◆ PROBLEM DETAILS ◆
Write out an exact copy of the line with "Would you be able to point out the smooth" and of each line after it, through the end of the records below.

══════════════════════════════

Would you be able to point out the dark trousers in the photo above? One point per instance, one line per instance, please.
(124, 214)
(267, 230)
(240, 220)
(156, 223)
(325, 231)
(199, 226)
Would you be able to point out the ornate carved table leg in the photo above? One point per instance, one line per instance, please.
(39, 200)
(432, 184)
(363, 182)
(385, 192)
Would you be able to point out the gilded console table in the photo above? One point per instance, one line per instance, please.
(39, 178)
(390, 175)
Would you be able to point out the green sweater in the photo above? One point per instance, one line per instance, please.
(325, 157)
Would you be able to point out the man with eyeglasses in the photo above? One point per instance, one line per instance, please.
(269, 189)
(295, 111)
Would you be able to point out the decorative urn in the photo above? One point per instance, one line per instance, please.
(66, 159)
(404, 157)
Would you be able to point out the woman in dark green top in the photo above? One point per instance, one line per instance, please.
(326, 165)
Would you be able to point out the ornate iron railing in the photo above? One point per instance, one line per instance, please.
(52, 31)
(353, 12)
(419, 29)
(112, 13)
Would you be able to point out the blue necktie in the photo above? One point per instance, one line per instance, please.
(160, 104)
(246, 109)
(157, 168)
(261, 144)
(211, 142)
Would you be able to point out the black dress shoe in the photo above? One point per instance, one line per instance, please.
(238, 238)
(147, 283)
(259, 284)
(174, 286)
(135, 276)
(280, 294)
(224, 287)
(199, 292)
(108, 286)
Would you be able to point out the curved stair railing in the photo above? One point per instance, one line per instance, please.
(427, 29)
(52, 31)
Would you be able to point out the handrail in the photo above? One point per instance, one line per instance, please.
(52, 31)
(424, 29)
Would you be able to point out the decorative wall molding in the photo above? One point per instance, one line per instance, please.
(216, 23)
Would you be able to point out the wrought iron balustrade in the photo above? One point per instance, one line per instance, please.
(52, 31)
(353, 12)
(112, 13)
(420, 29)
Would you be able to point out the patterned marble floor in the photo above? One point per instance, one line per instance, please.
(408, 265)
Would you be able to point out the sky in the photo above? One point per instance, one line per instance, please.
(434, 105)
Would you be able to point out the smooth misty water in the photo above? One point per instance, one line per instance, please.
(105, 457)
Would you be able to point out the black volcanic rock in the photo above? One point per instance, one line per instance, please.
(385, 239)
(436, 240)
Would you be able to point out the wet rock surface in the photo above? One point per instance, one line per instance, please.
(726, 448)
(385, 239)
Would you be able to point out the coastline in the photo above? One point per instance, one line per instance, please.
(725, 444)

══════════════════════════════

◆ RESPONSE TO THIS TASK ◆
Would you be able to point out the smooth misty water in the photo above? One point per instance, one line per instance, please.
(105, 457)
Would you be able to point out the black volcanic rock in the photo above? One point per instance, one line per instance, please.
(385, 239)
(436, 240)
Would you be able to point out the wet rock surface in the photo above? One point per instance, one line per instance, please.
(726, 448)
(385, 239)
Would you be able to point out the coastline in the photo above? One point per instance, one line per instance, please.
(725, 444)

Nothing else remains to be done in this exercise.